(PROVIDED ENTRIES)
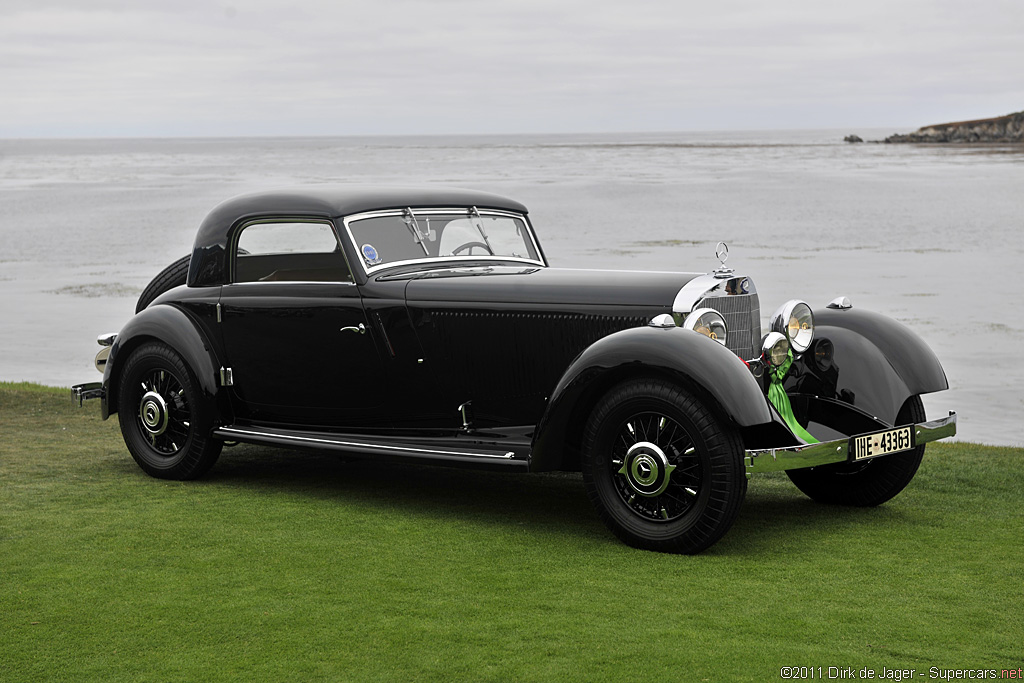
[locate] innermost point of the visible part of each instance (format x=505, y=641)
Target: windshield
==
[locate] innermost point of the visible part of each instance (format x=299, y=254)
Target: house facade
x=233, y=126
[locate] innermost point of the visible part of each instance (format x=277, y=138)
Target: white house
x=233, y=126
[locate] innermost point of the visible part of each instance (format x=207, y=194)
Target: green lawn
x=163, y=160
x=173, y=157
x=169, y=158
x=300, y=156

(GIVEN TASK) Copy the entries word for word, beginning at the line containing "(format x=277, y=138)" and continuing through the line containing "x=300, y=156", with both of those lines included.

(EXERCISE SOLUTION)
[locate] innermost point of the visible part of each instance (format x=277, y=138)
Target: white house
x=233, y=126
[locate] innermost point of the visible part of each instance (format x=207, y=194)
Target: green lawn
x=163, y=160
x=173, y=157
x=169, y=158
x=300, y=156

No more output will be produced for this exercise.